▸ Passage to read
Responsible Speech

Mark Pottenger

4/7/2021


Americans spend a lot of time and energy on the issue of Free Speech, but I think our society would greatly benefit from devoting more time and energy to Responsible Speech. I am suggesting the term Responsible Speech for two different meanings.


The first kind of Responsible Speech is personal—one way in which people talk about things in their own lives. It is speaking about events in a way that acknowledges that our decisions and actions can affect our lives, and accepting personal responsibility for life events that happened at least partly because of our own decisions and actions. A person who never uses this kind of Responsible Speech describes each thing that happens in their life as something the world does to them. They are locked into the victim side of 1st Reality, always powerless in the face of a world that affects them. A person who uses this kind of Responsible Speech is spending at least some time in 2nd Reality.


The second kind of Responsible Speech is social—one way in which people talk to other people. This kind of Responsible Speech recognizes that what we say to other people matters—that linguistic interactions among people are a major component of our lives and realities. Socially Responsible Speech can be described as self-censored. We take responsibility to do our best to only spread true / useful / helpful speech. If we hear or read a known lie, we don't uncritically pass it on to more people. If we hear or read something we suspect may be false, we investigate it, and we don't pass it on if we confirm that it is false. If we discover that qualifiers or cautionary notes are needed, we add them.

▸ Record extracts
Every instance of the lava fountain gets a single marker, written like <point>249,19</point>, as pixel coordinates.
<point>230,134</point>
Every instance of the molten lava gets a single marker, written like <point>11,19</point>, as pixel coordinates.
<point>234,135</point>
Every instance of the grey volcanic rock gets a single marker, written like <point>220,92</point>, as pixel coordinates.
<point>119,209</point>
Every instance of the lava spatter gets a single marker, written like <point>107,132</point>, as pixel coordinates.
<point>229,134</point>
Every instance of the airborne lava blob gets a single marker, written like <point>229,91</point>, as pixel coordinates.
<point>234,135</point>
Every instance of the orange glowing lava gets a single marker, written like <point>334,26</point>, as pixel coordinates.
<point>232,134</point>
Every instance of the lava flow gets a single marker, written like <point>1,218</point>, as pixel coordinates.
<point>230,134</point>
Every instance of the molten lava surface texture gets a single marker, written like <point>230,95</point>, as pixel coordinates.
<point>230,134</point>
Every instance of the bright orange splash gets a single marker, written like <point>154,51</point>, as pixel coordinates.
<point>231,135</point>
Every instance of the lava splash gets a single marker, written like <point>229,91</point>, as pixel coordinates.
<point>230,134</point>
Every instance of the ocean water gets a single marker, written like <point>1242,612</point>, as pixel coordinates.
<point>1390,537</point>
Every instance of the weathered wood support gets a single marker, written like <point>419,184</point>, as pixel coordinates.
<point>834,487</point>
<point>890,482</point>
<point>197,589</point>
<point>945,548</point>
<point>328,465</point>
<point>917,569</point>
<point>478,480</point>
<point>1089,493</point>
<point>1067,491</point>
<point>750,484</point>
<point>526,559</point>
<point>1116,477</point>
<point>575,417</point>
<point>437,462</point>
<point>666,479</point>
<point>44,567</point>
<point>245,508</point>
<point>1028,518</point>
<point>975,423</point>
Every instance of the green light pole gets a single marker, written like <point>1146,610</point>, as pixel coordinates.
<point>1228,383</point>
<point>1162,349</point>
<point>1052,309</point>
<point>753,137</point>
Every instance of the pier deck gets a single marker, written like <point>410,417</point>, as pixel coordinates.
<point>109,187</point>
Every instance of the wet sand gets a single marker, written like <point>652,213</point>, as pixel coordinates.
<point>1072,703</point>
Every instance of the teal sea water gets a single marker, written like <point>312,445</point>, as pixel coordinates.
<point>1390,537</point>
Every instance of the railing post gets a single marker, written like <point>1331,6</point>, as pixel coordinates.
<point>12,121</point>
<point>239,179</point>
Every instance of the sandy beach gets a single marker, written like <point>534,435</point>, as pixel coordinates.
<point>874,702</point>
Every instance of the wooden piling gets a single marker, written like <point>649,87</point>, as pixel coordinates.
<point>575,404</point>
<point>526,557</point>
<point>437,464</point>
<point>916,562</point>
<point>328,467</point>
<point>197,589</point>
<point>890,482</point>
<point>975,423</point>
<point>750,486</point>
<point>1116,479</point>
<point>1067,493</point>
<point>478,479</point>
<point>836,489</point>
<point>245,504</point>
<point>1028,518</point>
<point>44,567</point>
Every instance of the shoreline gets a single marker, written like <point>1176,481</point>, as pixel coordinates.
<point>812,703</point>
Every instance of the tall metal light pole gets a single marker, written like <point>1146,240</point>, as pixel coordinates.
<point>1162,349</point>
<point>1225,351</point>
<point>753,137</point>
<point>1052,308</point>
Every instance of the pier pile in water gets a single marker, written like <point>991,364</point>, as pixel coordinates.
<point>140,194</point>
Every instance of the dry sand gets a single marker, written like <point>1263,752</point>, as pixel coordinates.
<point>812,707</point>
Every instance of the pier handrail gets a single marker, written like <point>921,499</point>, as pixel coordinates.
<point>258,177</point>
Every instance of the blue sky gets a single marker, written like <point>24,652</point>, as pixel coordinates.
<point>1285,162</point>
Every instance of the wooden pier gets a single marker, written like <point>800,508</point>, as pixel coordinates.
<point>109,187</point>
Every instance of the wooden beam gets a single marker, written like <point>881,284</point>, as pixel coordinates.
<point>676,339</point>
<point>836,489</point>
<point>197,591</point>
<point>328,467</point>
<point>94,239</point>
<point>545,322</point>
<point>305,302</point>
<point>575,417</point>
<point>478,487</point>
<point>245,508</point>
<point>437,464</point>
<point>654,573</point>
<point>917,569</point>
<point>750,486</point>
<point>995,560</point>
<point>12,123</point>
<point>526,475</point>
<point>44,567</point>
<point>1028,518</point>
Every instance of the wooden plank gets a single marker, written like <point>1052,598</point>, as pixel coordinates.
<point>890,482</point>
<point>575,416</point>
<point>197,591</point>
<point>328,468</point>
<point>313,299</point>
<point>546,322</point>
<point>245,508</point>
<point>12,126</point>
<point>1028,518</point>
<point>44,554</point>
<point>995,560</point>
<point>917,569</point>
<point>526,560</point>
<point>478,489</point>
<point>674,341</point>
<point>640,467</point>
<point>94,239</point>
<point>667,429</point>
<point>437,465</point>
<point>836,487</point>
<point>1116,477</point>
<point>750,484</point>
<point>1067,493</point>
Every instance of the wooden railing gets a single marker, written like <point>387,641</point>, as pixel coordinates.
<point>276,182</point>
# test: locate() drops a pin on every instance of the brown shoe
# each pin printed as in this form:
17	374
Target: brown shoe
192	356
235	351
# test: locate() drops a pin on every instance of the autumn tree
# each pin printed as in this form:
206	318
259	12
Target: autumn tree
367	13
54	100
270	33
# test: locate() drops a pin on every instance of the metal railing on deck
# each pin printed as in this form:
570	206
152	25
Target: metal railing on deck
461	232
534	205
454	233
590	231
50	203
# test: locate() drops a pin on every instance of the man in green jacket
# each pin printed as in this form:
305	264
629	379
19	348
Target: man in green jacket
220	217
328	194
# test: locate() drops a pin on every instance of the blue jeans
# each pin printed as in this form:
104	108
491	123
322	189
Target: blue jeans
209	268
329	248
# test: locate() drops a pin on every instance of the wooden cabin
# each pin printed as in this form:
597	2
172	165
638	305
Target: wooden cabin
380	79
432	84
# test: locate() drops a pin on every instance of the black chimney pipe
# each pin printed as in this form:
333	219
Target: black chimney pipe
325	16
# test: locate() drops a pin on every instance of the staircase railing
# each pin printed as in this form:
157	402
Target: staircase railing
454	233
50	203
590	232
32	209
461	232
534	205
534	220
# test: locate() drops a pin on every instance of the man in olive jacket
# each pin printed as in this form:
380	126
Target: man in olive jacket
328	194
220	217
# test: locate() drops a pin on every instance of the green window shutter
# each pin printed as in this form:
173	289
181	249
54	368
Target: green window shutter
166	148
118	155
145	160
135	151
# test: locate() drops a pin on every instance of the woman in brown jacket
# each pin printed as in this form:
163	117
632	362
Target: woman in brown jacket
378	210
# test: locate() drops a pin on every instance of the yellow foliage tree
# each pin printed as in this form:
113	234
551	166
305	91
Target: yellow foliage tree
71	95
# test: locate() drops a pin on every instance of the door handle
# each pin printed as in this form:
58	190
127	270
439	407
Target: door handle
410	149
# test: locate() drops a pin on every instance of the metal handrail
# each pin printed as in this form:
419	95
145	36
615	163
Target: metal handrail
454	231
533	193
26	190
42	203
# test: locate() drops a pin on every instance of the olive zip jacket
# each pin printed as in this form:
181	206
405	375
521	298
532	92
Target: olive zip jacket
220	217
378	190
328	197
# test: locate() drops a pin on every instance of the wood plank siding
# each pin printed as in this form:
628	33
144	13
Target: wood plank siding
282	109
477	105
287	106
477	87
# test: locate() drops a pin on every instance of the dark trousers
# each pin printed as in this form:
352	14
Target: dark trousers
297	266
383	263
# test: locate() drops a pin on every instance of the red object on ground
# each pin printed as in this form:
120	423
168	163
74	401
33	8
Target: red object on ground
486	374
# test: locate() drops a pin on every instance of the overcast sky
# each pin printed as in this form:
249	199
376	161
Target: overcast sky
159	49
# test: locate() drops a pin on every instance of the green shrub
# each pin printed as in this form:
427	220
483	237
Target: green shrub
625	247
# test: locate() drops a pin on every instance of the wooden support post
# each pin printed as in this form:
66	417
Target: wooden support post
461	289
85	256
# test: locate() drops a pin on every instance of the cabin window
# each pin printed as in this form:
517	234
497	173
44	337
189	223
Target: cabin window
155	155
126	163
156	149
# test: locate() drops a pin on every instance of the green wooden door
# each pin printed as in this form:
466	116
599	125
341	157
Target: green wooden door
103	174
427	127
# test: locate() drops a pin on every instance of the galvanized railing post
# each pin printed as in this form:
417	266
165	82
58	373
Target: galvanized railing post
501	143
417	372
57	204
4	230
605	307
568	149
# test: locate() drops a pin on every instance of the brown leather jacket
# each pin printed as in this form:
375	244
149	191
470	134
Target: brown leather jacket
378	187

▸ Required action
Reproduce the passage of the Responsible Speech essay starting with "Americans spend a" and going on through "two different meanings.".

▸ Solved problem
Americans spend a lot of time and energy on the issue of Free Speech, but I think our society would greatly benefit from devoting more time and energy to Responsible Speech. I am suggesting the term Responsible Speech for two different meanings.